◆ **EXERCISE DETAILS**: Pick out every line in the items below that contains the word "queried", and copy each of those lines in full.

◆ **RECORDS FOR THE TASK**:
········
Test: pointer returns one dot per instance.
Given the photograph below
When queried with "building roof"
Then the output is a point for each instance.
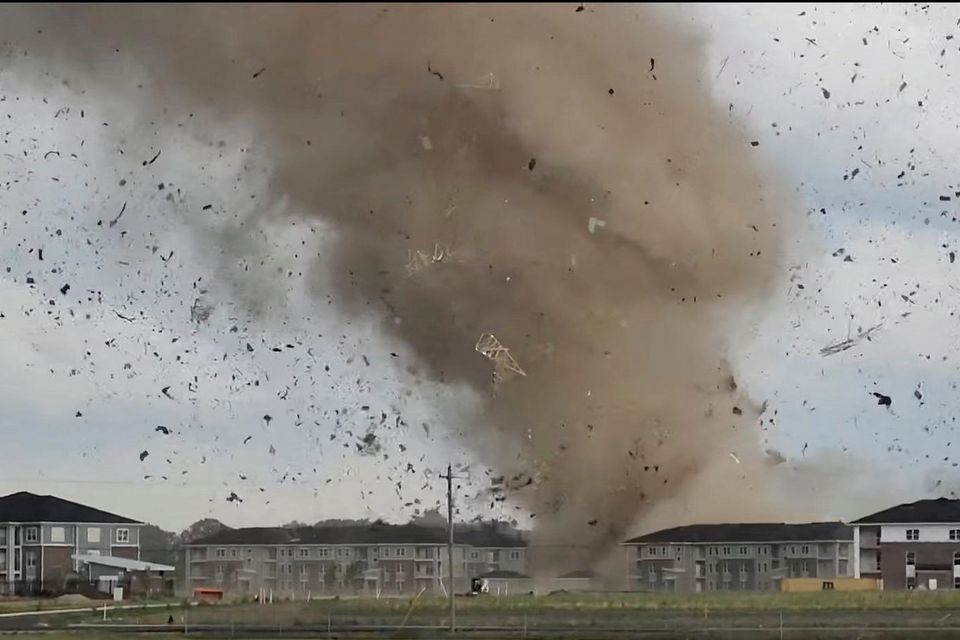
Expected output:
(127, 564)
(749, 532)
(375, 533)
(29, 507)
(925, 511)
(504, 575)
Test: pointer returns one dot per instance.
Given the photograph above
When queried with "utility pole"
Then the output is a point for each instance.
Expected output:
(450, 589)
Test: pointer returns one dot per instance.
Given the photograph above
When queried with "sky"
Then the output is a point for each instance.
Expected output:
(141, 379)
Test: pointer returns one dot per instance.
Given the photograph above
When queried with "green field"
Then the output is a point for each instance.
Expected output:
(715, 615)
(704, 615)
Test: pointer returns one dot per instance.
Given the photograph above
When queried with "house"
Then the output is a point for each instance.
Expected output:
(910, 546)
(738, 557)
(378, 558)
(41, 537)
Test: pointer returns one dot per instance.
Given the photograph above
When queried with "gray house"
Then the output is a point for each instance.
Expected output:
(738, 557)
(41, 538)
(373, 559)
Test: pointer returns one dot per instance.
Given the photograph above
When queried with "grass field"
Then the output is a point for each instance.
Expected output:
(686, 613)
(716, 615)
········
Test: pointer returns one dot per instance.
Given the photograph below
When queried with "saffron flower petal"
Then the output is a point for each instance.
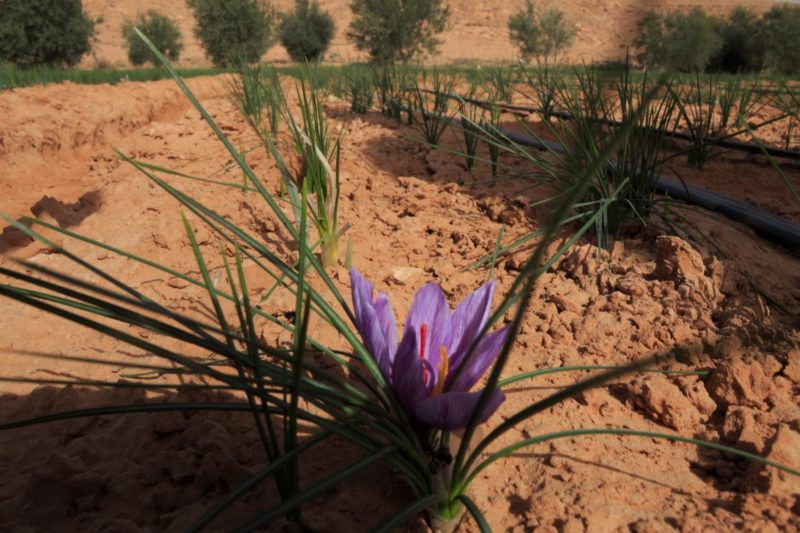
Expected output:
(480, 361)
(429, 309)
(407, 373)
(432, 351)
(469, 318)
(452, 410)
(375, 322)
········
◆ **RIGHT ANSWER**:
When queried with "building roof"
When queried with "utility pole"
When queried with "sky"
When queried with "green field"
When queried with "house"
When queried with "gray house"
When queried with "grass field"
When queried with "saffron flower petal"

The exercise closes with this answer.